## Stored data entries:

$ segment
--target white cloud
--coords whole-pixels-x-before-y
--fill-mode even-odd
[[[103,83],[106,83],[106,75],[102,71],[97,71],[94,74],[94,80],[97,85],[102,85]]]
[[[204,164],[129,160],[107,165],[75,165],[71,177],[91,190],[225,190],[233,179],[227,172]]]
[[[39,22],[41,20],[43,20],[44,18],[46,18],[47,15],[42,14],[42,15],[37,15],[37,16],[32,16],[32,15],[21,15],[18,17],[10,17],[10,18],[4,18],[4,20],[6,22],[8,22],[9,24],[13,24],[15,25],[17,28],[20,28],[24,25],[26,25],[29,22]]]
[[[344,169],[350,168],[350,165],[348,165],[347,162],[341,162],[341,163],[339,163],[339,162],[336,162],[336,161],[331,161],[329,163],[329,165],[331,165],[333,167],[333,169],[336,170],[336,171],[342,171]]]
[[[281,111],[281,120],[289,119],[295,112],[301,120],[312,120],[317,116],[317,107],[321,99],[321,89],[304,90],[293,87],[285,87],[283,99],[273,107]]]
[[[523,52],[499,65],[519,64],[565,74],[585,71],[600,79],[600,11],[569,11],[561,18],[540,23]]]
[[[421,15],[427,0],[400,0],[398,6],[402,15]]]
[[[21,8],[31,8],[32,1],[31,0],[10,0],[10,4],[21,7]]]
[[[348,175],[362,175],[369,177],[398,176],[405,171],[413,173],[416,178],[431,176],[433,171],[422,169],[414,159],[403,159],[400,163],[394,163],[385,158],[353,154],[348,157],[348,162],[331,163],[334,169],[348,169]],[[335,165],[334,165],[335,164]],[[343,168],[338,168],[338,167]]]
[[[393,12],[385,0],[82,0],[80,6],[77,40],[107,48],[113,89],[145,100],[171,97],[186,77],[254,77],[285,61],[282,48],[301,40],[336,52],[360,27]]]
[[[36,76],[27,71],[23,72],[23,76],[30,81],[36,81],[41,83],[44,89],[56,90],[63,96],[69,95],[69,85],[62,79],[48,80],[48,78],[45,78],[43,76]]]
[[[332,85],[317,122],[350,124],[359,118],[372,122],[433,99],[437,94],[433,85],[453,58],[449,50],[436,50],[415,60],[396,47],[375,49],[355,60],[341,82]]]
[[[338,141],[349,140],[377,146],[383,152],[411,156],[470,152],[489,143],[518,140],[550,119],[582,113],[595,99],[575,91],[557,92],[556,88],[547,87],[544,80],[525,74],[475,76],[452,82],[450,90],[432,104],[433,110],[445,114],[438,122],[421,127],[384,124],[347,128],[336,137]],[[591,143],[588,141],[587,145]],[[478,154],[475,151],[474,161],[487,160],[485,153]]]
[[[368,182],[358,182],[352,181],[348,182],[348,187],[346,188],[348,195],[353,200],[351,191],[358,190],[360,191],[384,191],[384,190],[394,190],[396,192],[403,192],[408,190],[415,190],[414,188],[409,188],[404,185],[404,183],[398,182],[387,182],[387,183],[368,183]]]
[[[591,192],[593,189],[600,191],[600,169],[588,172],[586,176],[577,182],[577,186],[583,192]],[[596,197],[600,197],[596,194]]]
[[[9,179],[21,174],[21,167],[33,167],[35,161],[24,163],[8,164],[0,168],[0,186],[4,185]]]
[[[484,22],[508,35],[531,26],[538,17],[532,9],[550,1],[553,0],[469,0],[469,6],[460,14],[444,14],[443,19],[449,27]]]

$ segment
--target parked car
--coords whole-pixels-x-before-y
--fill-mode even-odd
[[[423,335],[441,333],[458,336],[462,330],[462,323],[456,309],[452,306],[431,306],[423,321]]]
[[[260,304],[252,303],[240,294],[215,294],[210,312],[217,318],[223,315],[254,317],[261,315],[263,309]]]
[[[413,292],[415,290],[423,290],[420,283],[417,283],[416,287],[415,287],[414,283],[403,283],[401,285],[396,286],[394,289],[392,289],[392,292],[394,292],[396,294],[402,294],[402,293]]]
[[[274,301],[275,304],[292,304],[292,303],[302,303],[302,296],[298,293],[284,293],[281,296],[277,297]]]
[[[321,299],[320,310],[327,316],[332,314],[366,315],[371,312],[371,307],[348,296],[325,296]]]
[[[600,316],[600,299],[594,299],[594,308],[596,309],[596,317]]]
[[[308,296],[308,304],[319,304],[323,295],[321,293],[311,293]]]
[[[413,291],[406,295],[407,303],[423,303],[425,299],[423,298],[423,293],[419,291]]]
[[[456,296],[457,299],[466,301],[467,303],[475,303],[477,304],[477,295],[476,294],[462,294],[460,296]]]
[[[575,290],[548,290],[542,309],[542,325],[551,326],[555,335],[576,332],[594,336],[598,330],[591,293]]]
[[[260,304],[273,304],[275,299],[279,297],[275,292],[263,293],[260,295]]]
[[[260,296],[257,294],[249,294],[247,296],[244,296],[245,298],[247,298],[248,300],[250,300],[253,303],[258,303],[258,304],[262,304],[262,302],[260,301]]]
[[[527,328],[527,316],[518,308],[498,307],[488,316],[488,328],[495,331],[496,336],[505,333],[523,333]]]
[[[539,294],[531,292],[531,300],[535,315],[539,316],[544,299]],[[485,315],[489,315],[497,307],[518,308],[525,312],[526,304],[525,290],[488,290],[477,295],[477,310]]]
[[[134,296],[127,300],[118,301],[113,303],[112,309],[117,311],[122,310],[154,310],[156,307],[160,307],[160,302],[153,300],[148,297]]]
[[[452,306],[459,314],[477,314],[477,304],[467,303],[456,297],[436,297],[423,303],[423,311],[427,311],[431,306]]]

## TASK DIRECTIONS:
Look through the records above for the string "target", then copy every line that has it.

## TASK OUTPUT:
--target white cloud
--target parked car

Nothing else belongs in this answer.